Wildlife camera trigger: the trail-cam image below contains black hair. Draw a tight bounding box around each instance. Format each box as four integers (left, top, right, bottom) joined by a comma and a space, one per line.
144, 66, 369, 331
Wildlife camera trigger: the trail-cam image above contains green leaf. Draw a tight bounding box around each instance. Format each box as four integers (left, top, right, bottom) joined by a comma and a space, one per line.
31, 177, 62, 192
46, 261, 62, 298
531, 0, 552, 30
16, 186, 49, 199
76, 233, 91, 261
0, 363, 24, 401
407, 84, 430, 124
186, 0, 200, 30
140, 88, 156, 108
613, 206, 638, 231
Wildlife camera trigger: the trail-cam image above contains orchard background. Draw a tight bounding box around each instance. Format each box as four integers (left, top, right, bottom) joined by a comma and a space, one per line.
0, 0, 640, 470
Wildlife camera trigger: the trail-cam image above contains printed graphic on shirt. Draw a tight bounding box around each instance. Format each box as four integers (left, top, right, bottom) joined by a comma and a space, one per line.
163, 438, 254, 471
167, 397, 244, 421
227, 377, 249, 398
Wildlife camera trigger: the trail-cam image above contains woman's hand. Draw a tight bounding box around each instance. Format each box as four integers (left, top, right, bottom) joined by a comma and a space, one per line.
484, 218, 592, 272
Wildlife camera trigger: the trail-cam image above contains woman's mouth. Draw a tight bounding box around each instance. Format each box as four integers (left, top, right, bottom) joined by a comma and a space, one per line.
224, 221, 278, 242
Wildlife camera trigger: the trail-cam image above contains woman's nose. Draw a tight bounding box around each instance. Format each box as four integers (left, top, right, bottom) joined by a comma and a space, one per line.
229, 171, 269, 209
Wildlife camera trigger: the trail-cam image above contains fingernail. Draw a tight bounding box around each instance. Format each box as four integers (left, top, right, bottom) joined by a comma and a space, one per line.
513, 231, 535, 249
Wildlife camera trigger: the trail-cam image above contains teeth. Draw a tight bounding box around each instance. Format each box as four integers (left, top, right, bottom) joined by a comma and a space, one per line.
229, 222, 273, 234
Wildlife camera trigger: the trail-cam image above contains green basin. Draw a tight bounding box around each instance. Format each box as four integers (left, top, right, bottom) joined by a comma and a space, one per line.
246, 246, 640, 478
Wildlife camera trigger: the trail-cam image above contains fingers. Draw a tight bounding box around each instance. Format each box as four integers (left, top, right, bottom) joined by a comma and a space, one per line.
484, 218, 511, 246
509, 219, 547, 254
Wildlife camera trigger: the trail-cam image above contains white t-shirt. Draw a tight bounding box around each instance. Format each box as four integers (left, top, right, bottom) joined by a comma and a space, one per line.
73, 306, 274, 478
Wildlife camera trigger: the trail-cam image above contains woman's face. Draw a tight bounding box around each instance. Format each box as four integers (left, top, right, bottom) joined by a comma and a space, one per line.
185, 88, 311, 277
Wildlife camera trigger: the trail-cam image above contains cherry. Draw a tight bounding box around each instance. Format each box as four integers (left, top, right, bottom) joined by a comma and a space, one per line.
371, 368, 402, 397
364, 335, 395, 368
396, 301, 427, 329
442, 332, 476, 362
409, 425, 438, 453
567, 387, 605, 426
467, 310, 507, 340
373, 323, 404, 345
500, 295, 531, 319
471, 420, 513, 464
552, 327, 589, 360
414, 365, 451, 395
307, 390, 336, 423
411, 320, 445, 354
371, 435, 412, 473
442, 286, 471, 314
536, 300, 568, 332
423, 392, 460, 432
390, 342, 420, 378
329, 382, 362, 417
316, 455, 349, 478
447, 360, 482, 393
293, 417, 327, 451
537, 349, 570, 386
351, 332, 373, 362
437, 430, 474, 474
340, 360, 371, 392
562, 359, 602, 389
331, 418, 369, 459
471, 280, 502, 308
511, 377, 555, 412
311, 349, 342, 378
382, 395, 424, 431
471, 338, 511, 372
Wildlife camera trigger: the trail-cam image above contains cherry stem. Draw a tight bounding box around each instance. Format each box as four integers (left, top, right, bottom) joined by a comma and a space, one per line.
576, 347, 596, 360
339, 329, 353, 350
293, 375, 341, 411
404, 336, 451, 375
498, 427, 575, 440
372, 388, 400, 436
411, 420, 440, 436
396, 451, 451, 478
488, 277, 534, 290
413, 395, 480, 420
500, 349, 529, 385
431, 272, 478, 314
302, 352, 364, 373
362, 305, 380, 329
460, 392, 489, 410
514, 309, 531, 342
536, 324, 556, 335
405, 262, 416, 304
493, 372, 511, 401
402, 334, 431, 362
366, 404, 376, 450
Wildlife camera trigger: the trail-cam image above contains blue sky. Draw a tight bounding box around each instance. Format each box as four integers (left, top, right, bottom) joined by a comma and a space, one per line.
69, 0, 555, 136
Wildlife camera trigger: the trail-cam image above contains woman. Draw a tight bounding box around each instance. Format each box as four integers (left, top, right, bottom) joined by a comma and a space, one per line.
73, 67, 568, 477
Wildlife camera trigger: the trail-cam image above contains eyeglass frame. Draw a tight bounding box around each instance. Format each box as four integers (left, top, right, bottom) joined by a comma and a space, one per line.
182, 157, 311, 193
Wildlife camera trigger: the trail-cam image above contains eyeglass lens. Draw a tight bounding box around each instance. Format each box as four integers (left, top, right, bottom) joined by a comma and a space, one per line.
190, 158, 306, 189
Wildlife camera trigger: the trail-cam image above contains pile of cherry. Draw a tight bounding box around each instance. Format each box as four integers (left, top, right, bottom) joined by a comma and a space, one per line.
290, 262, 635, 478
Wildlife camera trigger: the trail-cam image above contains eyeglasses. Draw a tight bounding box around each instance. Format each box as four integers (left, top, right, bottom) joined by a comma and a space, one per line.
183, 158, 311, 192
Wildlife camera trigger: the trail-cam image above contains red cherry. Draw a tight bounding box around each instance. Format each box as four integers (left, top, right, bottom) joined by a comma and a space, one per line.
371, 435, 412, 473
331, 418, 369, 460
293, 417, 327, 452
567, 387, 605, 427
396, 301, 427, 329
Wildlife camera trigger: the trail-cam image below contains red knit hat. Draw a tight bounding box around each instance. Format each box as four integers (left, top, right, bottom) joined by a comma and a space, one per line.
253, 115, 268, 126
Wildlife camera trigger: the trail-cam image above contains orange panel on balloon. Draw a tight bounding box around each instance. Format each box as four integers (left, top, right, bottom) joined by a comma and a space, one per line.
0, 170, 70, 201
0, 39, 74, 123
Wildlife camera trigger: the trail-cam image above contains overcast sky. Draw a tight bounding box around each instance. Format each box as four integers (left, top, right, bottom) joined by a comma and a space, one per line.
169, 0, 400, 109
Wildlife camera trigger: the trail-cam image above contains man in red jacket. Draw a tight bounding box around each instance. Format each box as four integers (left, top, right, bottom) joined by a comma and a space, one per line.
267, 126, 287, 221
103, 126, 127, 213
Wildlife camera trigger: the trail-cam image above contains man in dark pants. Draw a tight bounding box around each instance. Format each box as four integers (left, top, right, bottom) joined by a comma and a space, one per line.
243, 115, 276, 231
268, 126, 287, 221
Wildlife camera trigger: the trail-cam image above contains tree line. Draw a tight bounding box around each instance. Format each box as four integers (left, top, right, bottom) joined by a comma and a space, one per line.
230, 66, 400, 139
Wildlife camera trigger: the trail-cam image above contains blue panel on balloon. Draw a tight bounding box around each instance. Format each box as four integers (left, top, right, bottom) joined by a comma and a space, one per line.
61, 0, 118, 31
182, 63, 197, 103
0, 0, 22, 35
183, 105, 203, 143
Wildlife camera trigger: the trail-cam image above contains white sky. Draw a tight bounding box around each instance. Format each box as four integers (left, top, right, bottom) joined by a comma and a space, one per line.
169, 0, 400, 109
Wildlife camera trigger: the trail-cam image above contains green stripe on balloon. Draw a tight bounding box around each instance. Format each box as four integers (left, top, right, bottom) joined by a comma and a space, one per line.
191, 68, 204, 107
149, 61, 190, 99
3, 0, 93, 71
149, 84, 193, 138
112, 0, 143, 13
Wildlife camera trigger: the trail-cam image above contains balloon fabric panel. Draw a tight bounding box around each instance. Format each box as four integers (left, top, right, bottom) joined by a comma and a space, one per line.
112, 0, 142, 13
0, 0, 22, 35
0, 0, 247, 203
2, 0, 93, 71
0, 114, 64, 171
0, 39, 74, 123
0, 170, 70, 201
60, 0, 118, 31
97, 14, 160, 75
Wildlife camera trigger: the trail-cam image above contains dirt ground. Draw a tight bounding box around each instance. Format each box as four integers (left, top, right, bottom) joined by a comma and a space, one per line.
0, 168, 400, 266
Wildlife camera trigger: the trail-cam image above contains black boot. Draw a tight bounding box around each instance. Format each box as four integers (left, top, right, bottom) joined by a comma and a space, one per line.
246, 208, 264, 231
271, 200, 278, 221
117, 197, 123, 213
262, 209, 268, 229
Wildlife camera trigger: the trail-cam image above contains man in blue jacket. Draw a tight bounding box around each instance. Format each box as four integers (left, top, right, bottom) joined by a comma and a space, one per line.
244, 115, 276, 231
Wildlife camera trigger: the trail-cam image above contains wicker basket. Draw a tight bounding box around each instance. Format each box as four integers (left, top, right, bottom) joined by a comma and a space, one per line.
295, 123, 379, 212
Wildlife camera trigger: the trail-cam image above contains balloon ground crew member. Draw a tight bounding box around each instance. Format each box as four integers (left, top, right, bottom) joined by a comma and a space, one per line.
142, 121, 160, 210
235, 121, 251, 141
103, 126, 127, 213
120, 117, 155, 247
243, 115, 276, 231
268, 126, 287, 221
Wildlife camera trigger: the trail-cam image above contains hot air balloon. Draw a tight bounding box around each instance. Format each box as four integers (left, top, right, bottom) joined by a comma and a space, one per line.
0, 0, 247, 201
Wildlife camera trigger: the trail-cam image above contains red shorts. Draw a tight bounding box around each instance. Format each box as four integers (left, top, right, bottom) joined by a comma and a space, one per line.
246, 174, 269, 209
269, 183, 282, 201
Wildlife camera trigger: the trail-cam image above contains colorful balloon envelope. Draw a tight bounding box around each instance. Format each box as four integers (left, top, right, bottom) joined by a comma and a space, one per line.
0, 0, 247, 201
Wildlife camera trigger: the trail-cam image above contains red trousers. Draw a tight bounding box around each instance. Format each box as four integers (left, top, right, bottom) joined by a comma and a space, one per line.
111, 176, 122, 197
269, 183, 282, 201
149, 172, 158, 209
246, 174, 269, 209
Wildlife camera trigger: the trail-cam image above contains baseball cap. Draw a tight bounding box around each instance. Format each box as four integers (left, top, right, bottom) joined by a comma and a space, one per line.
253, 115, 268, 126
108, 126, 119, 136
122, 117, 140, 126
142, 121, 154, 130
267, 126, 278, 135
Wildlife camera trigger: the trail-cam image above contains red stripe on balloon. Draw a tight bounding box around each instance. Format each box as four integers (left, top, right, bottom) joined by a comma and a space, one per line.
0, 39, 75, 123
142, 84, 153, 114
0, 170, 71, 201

[WRITTEN TASK] Convert the material above, from the line with "man in dark" to the line with "183, 105, 203, 143", into a numbered list, leaving out any blank lines.

[TASK OUTPUT]
1. Wildlife camera trigger: the trail-cam image above contains man in dark pants. Draw a tight bounding box around each instance. Format each box as four integers (left, top, right, bottom) joined by a comma and a space, one per line.
2. 243, 115, 276, 231
3. 268, 126, 287, 221
4. Wildlife camera trigger: the trail-cam image above contains tree line. Draw a tight bounding box around each instance. Format each box as four integers (left, top, right, bottom) joined by a comma and a space, one per line.
5. 230, 66, 400, 139
6. Wildlife camera trigger: the trail-cam image above contains blue panel on balloon. Draw a tight bounding box around each instance. Format each box as four integers (left, top, right, bottom) joined by a comma and a space, one per line.
7. 61, 0, 118, 31
8. 182, 63, 197, 103
9. 0, 0, 22, 35
10. 183, 105, 203, 143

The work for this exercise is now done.